**Instructions to follow**
Find every line in the records below that contains the word "dock" and copy each of those lines. Treat case as significant.

**Records for the task**

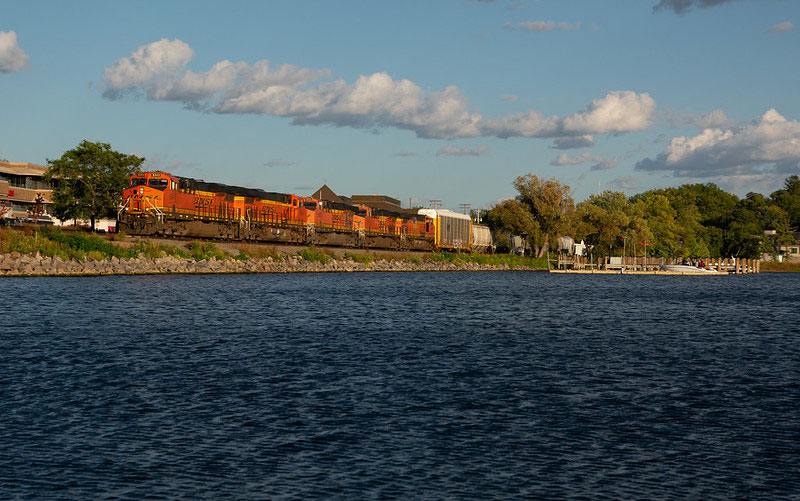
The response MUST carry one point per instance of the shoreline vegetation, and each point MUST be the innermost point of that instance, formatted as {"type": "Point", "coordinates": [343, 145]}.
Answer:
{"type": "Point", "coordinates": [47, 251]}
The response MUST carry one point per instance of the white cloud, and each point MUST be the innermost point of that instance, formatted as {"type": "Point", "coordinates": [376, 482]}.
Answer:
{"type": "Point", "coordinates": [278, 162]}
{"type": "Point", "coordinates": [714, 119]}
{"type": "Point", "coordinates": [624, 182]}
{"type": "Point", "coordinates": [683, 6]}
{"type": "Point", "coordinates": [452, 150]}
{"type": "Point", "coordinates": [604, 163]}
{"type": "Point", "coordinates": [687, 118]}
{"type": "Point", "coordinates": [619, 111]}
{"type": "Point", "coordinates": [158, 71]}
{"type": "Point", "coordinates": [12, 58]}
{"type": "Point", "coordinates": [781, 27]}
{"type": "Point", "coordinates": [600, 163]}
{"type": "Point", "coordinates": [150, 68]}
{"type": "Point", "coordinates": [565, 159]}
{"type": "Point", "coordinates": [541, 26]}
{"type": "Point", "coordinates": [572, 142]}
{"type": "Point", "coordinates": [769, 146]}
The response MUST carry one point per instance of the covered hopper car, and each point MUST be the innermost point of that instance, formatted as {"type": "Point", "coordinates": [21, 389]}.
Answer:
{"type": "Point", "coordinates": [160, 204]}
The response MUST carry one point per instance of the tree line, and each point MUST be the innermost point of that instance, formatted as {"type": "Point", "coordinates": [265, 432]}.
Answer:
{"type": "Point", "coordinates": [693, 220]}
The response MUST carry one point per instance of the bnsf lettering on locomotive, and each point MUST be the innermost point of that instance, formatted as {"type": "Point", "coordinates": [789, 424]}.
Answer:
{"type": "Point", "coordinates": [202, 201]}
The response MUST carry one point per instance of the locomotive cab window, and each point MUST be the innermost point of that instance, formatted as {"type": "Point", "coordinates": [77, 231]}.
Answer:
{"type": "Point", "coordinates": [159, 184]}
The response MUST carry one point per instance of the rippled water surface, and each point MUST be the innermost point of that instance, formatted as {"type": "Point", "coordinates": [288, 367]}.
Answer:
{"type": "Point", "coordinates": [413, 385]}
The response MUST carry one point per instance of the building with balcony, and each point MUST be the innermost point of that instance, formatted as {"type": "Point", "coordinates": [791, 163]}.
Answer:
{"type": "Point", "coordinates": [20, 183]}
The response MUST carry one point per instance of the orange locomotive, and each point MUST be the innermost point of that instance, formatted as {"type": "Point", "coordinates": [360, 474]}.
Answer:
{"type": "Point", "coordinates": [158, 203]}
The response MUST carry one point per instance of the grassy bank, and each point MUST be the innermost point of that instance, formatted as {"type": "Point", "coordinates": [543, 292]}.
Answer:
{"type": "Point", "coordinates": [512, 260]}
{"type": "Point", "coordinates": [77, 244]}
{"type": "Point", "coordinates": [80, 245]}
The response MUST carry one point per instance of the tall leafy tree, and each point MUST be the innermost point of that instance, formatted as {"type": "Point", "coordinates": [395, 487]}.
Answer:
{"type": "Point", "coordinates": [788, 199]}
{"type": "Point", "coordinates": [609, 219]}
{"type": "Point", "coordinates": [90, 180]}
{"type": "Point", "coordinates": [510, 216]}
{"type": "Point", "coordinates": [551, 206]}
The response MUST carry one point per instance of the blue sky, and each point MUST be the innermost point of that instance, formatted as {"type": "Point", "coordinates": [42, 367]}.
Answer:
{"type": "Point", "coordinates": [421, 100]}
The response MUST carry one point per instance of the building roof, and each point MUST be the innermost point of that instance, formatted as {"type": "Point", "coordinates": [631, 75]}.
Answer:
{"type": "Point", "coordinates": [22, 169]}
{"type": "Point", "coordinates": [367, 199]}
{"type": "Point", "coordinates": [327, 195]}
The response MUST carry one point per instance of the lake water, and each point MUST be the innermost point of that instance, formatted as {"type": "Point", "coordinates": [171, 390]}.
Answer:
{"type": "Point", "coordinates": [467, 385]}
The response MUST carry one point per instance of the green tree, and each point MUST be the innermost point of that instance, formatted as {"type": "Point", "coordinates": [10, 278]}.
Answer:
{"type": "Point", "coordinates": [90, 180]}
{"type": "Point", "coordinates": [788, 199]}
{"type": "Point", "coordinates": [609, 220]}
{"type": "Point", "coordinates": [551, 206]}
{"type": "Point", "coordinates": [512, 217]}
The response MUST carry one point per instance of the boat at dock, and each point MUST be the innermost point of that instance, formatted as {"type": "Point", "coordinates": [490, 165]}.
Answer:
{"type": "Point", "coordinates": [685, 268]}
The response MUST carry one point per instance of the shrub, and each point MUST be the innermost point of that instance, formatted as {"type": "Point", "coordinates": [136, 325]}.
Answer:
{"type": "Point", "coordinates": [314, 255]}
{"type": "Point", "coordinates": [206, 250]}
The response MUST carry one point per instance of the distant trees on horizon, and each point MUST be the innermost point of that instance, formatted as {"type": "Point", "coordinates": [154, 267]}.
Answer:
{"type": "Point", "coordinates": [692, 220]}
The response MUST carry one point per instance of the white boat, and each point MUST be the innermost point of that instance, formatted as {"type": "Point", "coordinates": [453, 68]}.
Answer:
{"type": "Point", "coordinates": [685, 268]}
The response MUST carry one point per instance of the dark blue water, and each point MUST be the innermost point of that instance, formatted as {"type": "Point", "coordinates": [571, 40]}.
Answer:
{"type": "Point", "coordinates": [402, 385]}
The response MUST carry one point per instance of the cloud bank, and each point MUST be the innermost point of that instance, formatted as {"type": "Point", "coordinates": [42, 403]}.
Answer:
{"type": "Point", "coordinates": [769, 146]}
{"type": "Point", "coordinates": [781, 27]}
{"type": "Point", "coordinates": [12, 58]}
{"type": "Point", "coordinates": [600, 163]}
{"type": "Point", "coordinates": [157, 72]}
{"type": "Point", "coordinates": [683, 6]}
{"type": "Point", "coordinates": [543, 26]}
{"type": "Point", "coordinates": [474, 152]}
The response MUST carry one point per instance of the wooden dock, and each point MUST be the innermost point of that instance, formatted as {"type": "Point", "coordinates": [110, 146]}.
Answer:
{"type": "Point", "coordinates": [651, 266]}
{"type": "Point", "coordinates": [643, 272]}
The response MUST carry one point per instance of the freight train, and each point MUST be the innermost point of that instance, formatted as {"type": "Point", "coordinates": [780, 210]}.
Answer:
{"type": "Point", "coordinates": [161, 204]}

--

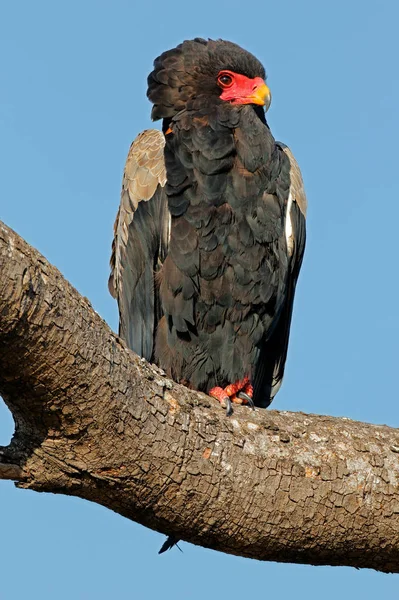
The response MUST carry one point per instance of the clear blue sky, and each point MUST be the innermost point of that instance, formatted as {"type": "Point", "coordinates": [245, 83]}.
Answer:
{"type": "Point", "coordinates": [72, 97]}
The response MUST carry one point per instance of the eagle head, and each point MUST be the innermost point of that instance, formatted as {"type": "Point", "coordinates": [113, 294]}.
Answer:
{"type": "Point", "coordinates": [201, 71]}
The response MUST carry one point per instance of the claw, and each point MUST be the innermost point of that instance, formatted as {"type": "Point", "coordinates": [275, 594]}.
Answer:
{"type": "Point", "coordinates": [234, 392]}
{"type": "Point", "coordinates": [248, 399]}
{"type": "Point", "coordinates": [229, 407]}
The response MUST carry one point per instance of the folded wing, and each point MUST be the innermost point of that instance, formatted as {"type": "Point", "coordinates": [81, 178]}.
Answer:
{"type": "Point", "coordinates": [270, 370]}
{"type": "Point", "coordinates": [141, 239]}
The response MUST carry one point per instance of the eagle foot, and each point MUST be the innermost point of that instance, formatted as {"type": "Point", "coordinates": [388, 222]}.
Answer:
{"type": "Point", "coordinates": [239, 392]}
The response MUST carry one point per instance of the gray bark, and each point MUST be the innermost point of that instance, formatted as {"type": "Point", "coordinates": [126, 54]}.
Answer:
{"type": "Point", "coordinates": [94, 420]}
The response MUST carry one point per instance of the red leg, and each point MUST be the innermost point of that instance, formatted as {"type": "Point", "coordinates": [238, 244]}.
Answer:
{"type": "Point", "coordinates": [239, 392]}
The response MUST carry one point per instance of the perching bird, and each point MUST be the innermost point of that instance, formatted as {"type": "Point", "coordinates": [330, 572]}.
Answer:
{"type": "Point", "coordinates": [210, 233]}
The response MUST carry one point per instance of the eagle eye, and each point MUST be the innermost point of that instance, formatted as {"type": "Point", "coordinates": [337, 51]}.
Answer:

**Right answer**
The response MUST carry one point per instance of the boat at dock, and each point MUST be the innermost point of that instance, formatted as {"type": "Point", "coordinates": [490, 165]}.
The response MUST carry one point per instance of the wooden dock, and each point MUST be the innermost point of that instance, formatted as {"type": "Point", "coordinates": [110, 146]}.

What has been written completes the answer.